╭─ Fragment tekstu
O czasie, a może lepiej o niedoczasie to ja mogę napisać dużo. Bo współczesny człowiek, może konkretniej nazwijmy tego człowieka kobietą, taką zwyczajną, pracującą, dzieciatą, mającą na głowie dom i rodzinę, no więc wracając do tej zwyczajnej kobiety, to ona czasu ma zawsze zbyt mało. Tak jest przykładowo ze mną. Niby ogarniam i daje sobie radę. Dzieciaki dopilnuję, psu łapy wytrę, gdy zabłocone, dom ogarnę, pranie wstawię, gości zaproszę, a nawet coś tam smacznego podam. Mam wrażenie, że zajęta jestem bardziej, niż kiedykolwiek indziej. Czas pędzi, ja pędzę, a doba wciąż, niezmiennie ma tylko 24 godziny – może to i dobrze, że nie chce mieć więcej? I tu właśnie potrzebne są łatwe rozwiązania, które nawet w najmniej spodziewanych momentach są pewne i niezawodne. Wróćmy może do prania, bo powiem szczerze, że przy trójce dzieci to jest niekończąca się historia.
Ariel 3w1 POD – test
Do moich rąk trafiły niedawno kapsułki Ariel 3w1 POD. Zamknięte w wygodnym, estetycznym, plastikowym pudełku kapsułki zawierają w sobie składniki, które zapewniają wyjątkową czystość, ochronę tkanin i blask.
Skuteczność – małe kapsułki mają jednak zaskakująco silną moc, a to dlatego, że detergent jest bardziej skoncentrowany niż w najbardziej kompaktowych płynnych środkach piorących Ariel. To, co mnie osobiście ucieszyło najbardziej to fakt, że kapsułki doskonale sobie dają radę z ubraniami we wzory. Ja prawie zawsze mam dylemat, w czym prać moje kraciaste i pasiaste bluzki i koszule z białymi elementami. Tu już nie ma dylematu – jedna kapsułka zawalczy jednocześnie i o biel i o kolor i o stu procentową czystość.
╰─
╭─ Dostarczony materiał
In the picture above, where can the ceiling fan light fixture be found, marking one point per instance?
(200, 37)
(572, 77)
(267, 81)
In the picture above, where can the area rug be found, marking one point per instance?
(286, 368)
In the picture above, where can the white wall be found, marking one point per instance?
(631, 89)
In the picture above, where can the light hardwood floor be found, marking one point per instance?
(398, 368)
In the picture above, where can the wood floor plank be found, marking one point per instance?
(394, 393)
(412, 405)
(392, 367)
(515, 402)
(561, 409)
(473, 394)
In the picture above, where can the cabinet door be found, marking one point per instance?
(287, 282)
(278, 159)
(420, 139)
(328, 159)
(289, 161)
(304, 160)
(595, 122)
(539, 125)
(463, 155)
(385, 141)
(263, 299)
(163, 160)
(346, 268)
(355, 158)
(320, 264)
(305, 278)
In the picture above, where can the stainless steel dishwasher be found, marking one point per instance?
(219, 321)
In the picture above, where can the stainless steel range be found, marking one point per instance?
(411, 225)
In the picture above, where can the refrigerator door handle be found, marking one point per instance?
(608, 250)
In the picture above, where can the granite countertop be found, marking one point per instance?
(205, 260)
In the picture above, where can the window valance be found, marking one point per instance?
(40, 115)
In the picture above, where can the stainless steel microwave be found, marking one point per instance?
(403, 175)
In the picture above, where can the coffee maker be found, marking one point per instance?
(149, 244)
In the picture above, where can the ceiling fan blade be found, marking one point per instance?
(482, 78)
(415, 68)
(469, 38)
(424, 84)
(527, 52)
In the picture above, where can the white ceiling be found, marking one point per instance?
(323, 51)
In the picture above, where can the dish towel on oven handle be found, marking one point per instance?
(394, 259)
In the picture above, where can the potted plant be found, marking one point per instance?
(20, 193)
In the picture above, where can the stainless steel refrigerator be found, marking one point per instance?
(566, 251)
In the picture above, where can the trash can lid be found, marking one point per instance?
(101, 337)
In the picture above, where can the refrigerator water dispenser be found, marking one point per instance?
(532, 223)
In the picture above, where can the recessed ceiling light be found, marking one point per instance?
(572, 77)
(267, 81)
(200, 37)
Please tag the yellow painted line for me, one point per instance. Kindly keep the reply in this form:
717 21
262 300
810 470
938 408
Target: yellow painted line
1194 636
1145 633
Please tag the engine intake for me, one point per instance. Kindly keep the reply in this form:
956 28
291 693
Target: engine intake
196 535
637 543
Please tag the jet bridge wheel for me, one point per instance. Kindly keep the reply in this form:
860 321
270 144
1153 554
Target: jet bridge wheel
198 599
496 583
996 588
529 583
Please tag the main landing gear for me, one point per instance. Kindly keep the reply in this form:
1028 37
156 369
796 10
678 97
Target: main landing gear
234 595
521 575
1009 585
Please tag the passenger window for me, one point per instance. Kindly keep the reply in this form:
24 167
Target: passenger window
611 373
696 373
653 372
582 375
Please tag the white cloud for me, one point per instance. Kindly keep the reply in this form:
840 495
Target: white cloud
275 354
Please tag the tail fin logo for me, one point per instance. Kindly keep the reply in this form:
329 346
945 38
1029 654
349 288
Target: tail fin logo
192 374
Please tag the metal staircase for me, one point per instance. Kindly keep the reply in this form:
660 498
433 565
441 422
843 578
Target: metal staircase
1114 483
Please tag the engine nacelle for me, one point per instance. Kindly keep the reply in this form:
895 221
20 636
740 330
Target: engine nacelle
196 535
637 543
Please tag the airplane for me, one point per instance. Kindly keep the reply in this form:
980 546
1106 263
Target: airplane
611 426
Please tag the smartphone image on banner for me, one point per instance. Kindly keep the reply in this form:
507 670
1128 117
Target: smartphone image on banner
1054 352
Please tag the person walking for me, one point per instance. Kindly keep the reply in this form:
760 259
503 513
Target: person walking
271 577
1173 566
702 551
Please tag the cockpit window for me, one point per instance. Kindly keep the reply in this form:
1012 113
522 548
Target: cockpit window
╰─
## Zadanie
Uaktualnij tekst o niedoczasie od słów "O czasie, a" do słów "niekończąca się historia.", zamieniając "psu" na "kotu", i podaj ten fragment ponownie. Materiał nie odgrywa tu żadnej roli.

## Rozwiązanie zadania
O czasie, a może lepiej o niedoczasie to ja mogę napisać dużo. Bo współczesny człowiek, może konkretniej nazwijmy tego człowieka kobietą, taką zwyczajną, pracującą, dzieciatą, mającą na głowie dom i rodzinę, no więc wracając do tej zwyczajnej kobiety, to ona czasu ma zawsze zbyt mało. Tak jest przykładowo ze mną. Niby ogarniam i daje sobie radę. Dzieciaki dopilnuję, kotu łapy wytrę, gdy zabłocone, dom ogarnę, pranie wstawię, gości zaproszę, a nawet coś tam smacznego podam. Mam wrażenie, że zajęta jestem bardziej, niż kiedykolwiek indziej. Czas pędzi, ja pędzę, a doba wciąż, niezmiennie ma tylko 24 godziny – może to i dobrze, że nie chce mieć więcej? I tu właśnie potrzebne są łatwe rozwiązania, które nawet w najmniej spodziewanych momentach są pewne i niezawodne. Wróćmy może do prania, bo powiem szczerze, że przy trójce dzieci to jest niekończąca się historia.